Stated problem » Copy out the listing in full, exactly as written, but not its pictures.

Dataset records about object locations »
***

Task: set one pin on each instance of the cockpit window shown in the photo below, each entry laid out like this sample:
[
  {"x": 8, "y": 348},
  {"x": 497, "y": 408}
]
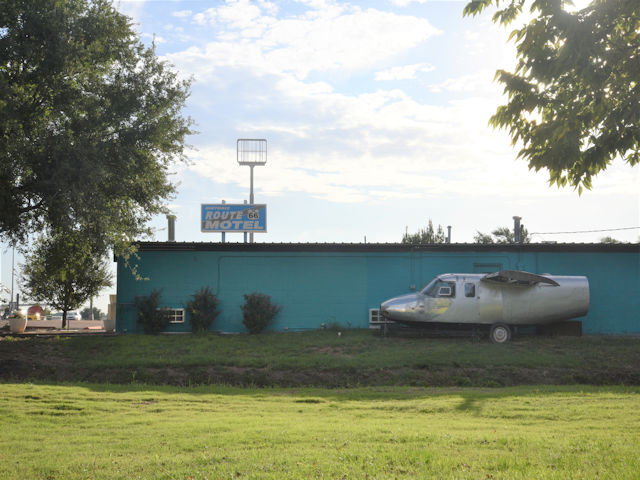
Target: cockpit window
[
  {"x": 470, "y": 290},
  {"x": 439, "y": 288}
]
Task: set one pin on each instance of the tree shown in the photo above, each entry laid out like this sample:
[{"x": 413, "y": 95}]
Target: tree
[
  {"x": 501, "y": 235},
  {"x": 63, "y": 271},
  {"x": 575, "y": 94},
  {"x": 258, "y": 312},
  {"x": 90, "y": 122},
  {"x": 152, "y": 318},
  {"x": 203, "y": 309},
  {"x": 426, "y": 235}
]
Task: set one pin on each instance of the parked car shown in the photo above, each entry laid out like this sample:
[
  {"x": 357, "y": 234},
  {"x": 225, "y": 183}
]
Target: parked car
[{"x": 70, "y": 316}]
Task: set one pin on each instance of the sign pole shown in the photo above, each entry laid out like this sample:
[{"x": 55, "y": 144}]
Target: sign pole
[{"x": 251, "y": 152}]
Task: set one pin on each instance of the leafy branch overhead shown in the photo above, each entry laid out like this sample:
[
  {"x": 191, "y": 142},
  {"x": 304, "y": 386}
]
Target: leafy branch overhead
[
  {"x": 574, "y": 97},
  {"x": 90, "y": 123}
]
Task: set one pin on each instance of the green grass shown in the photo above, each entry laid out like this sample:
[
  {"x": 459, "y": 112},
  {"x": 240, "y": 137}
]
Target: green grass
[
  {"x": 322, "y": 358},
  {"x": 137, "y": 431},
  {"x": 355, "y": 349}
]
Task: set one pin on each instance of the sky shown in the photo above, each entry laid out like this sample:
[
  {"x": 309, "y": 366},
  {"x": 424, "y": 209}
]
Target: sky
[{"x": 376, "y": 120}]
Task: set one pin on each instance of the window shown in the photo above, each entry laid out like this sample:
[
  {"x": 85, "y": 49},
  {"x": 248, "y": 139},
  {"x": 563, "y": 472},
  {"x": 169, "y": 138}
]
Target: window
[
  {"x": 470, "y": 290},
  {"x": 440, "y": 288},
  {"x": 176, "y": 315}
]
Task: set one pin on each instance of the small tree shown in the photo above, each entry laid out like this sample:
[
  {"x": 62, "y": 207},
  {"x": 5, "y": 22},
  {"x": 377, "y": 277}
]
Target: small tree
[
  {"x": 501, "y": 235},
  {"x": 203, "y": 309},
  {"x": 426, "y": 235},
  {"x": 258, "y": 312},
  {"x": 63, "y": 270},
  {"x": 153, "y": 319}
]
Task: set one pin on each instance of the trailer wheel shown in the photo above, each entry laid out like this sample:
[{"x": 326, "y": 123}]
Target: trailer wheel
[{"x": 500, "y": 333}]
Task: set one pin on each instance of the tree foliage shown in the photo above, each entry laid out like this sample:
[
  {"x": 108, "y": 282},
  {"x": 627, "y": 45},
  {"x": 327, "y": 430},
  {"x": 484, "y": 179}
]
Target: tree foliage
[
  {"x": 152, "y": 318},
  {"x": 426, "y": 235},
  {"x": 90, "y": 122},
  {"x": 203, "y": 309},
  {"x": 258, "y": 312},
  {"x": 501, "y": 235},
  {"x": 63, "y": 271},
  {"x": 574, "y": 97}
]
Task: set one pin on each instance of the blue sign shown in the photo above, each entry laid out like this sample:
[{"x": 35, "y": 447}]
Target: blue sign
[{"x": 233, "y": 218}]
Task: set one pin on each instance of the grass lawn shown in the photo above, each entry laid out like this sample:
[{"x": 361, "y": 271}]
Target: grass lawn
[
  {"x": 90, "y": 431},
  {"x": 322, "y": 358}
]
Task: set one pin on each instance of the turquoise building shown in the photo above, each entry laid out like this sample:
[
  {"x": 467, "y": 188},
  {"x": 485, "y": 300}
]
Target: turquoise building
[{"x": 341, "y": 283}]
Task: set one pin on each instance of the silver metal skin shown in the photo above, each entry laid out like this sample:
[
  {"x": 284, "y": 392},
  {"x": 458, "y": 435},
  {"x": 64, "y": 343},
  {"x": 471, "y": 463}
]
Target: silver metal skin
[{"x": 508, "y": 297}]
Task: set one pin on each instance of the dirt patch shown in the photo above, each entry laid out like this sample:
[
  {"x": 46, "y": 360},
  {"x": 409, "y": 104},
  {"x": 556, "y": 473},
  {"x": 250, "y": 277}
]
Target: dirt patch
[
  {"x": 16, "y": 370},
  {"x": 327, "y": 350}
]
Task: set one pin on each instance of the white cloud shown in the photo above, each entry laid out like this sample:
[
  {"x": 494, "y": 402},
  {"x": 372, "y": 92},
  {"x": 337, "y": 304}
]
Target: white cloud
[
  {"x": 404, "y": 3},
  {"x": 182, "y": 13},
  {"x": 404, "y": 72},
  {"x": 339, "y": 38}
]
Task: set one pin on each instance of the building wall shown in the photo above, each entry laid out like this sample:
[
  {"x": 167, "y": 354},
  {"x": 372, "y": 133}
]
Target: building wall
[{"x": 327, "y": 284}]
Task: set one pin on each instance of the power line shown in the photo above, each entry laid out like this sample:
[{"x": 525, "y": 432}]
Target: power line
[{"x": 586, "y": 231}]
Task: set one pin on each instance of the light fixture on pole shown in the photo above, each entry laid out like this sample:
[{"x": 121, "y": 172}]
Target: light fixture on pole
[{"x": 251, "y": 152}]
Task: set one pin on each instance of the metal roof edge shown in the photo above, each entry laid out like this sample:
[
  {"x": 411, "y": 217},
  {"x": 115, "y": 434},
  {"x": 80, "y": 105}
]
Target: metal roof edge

***

Task output »
Task: set one pin on each instance of the cockpit window shown in the photo below, each entry laid out like this sample:
[
  {"x": 8, "y": 348},
  {"x": 497, "y": 408}
]
Target: cockpit window
[
  {"x": 470, "y": 290},
  {"x": 439, "y": 288}
]
Task: set one pin on each instance of the tree shown in the photo above, each entry laid out like this sample:
[{"x": 413, "y": 95}]
Target: tree
[
  {"x": 501, "y": 235},
  {"x": 63, "y": 271},
  {"x": 575, "y": 94},
  {"x": 258, "y": 312},
  {"x": 90, "y": 122},
  {"x": 152, "y": 318},
  {"x": 203, "y": 309},
  {"x": 426, "y": 235}
]
Task: set one pin on each instance of the parked car shown in the photo above, each entry laid out like this sample:
[
  {"x": 357, "y": 234},
  {"x": 225, "y": 183}
]
Target: parked car
[{"x": 70, "y": 316}]
Task: set one pin on each instance of the sign pole shown in the photo above, each entry laid out like this sample:
[{"x": 55, "y": 144}]
Target: sign pole
[{"x": 251, "y": 152}]
Task: set one pin on each instance of the leafy branch overhead shown in the photo above, each entry laid out like this sample:
[
  {"x": 191, "y": 142},
  {"x": 304, "y": 386}
]
Target: leafy branch overhead
[
  {"x": 574, "y": 97},
  {"x": 90, "y": 123}
]
Task: set one pin on each instance of the green grass shown in the photo above, each entry laid out like this sample:
[
  {"x": 459, "y": 112},
  {"x": 240, "y": 137}
]
Target: green grass
[
  {"x": 322, "y": 358},
  {"x": 137, "y": 431},
  {"x": 355, "y": 349}
]
Task: set one pin on each instance of the sky shown in the photo above, each entry laid out like this sample:
[
  {"x": 309, "y": 366},
  {"x": 424, "y": 209}
]
Target: sky
[{"x": 376, "y": 120}]
Task: set one pin on each instance of the window shown in the photo above, each entry laid out like this sample:
[
  {"x": 85, "y": 49},
  {"x": 248, "y": 139},
  {"x": 563, "y": 472},
  {"x": 169, "y": 138}
]
Target: window
[
  {"x": 470, "y": 290},
  {"x": 440, "y": 288},
  {"x": 176, "y": 315}
]
Task: set one pin on each instance of the small tree shown in the photo above, each entry laid out like this sample:
[
  {"x": 62, "y": 207},
  {"x": 5, "y": 22},
  {"x": 377, "y": 277}
]
Target: small tree
[
  {"x": 501, "y": 235},
  {"x": 203, "y": 309},
  {"x": 426, "y": 235},
  {"x": 258, "y": 312},
  {"x": 63, "y": 270},
  {"x": 153, "y": 319}
]
Task: set one pin on each instance of the trailer wheel shown in the photo above, each entry laid out like this sample:
[{"x": 326, "y": 123}]
Target: trailer wheel
[{"x": 500, "y": 333}]
Task: set one pin on each instance of the tree foliage shown in the photo above, each entry laid out like this sample:
[
  {"x": 108, "y": 282},
  {"x": 627, "y": 45},
  {"x": 327, "y": 430},
  {"x": 484, "y": 179}
]
Target: tree foliage
[
  {"x": 152, "y": 318},
  {"x": 426, "y": 235},
  {"x": 90, "y": 122},
  {"x": 203, "y": 309},
  {"x": 258, "y": 312},
  {"x": 501, "y": 235},
  {"x": 63, "y": 271},
  {"x": 574, "y": 97}
]
Task: set one pin on each instance of the blue sign shown in the photo above, each entry laid out like this sample:
[{"x": 35, "y": 447}]
Target: blue sign
[{"x": 233, "y": 218}]
Task: set one pin on each instance of the grass lawn shown in the photo above, each entry laid out like this sample:
[{"x": 361, "y": 271}]
Target: grass lawn
[
  {"x": 90, "y": 431},
  {"x": 322, "y": 358}
]
Task: set one pin on each instance of the turquoise building shown in the photo above, each entry laid out like this sample:
[
  {"x": 467, "y": 188},
  {"x": 485, "y": 300}
]
Target: turquoise building
[{"x": 341, "y": 283}]
Task: set one pin on each instance of the silver metal skin shown in the photo above, each entry laid out like this sample:
[
  {"x": 284, "y": 392},
  {"x": 458, "y": 435},
  {"x": 64, "y": 343},
  {"x": 471, "y": 463}
]
Target: silver metal skin
[{"x": 508, "y": 297}]
Task: set one pin on each instance of the dirt patch shown in the photo above, each entry laid out like this sample:
[
  {"x": 46, "y": 360},
  {"x": 409, "y": 104},
  {"x": 556, "y": 473},
  {"x": 250, "y": 277}
]
Target: dirt patch
[
  {"x": 16, "y": 370},
  {"x": 327, "y": 350}
]
Task: set one pin on each instance of the white cloud shown in the photo above, each entry laid out like this sample:
[
  {"x": 494, "y": 402},
  {"x": 372, "y": 92},
  {"x": 337, "y": 304}
]
Target: white cloud
[
  {"x": 404, "y": 3},
  {"x": 182, "y": 13},
  {"x": 404, "y": 72},
  {"x": 339, "y": 38}
]
Task: set one pin on each instance of the building wall shown in the photo above, each entry laid out like this sample:
[
  {"x": 167, "y": 354},
  {"x": 372, "y": 133}
]
Target: building wall
[{"x": 327, "y": 284}]
Task: set one pin on each instance of the power line shown in the photo above, each entry laid out like this sample:
[{"x": 525, "y": 432}]
Target: power line
[{"x": 586, "y": 231}]
Task: set one pin on each instance of the light fixture on pole shown in the photo above, each entry laid out like this sample:
[{"x": 121, "y": 172}]
Target: light fixture on pole
[{"x": 251, "y": 152}]
Task: set one pin on each instance of the metal roof edge shown in the photo above, each entry laid out like this sample:
[
  {"x": 411, "y": 217},
  {"x": 115, "y": 434},
  {"x": 80, "y": 105}
]
Target: metal roof edge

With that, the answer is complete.